▶ _Excerpt_:
════════════════

EUR/USD

The dollar gained initial support on Tuesday from a deterioration in risk appetite as fears over the Libyan situation and the Middle East continued. The Euro was subjected to further selling pressure during European trading, dipping to lows close to 1.3525, but there was then a sharp recovery.

Comments from ECB officials were again watched very closely with Mersch commenting that there would need to be a rebalancing of monetary stance at some point. There were suggestions that there could be a consensus for a tougher language at the early-March monetary council meeting. The comments inevitably fuelled speculation that the central bank would move to tighten policy earlier than expected. 

The comments boosted the Euro strongly during the US session with a high near 1.37. There will still be concerns that any tightening will have a negative impact on the peripheral economies which would reinforce the structural weaknesses. Tensions will remain high ahead of the planned March 24-25 EU Summit, especially if peripheral credit-default spreads continue to widen.

════════════════

▶ _Dataset excerpts_:
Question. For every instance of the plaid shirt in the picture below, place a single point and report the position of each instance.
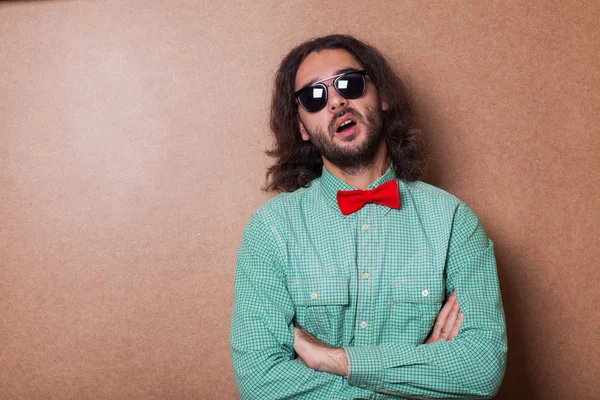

════════════════

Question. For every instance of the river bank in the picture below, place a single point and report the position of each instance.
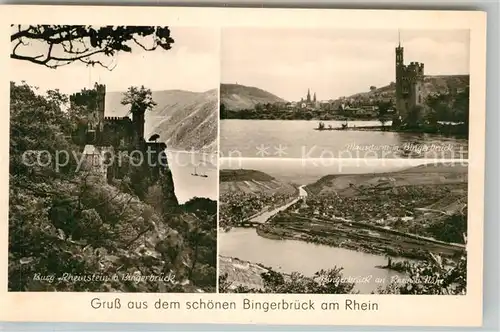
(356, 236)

════════════════

▶ _Your tasks_:
1. In the EUR/USD report, rewrite the paragraph that begins "Comments from ECB officials" as a short bulleted list that keeps its main facts.
2. Continue the EUR/USD market report from where it stops.

▶ _Responses to the tasks_:
1.
- ECB officials' comments were watched very closely.
- Mersch said the monetary stance would need rebalancing at some point.
- There were suggestions of a possible consensus for tougher language at the early-March monetary council meeting.
- The comments fueled speculation that the ECB would tighten policy earlier than expected.

2.
The US consumer confidence data recorded an increase to a three-year high of 70.4 for February from a revised 64.8 the previous month which will maintain optimism over near-term consumer spending trends.  In contrast, the Case-Shiller house-price index recorded a 2.4% decline in the year to December which will maintain doubts over the housing sector.

Regional Fed President Evans maintained a dovish tone in comments on Tuesday and there will still be expectations that the Fed will be very slow to adjust policy with the dollar near 1.37 in Asia on Wednesday.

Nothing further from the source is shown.